Job: Change "frost-covered" to "snow-covered" in the records from the start through the line with "7 459 1200 704". Write those lines out again with nothing else altered.

[Saved entries]
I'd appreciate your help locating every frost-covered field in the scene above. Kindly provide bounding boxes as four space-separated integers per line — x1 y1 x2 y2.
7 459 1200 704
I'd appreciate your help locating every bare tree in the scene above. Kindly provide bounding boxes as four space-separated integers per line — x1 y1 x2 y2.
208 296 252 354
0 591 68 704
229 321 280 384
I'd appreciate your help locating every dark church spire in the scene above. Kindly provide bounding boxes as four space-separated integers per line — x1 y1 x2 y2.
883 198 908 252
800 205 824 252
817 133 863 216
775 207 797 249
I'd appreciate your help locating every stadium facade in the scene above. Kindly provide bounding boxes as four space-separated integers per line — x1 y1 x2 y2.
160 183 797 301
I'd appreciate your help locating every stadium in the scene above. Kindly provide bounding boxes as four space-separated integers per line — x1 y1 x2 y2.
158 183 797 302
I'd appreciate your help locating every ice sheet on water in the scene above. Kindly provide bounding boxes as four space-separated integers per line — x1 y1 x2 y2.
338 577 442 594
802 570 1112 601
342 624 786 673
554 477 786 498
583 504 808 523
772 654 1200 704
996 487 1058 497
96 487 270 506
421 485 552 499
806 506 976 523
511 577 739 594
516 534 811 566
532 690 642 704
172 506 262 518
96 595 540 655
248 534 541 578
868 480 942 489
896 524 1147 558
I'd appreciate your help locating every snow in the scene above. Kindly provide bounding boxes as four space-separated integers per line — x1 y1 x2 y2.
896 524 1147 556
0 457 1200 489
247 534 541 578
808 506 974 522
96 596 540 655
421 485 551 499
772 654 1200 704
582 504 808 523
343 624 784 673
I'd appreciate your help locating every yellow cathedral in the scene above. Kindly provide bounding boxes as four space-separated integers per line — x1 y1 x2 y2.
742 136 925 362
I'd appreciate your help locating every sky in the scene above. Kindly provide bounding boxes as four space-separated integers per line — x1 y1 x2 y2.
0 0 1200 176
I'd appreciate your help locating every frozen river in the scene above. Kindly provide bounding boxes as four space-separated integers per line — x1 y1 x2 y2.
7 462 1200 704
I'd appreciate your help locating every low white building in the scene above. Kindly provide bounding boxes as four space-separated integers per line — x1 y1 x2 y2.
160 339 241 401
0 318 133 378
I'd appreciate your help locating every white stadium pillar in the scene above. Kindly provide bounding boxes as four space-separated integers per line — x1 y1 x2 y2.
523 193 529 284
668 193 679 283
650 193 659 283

Response to this task:
I'd appreciate your help locating every snow-covered field in the scene above. Kindly provide bounding boxes as four space-separated integers per line — x1 y1 x2 y2.
7 459 1200 704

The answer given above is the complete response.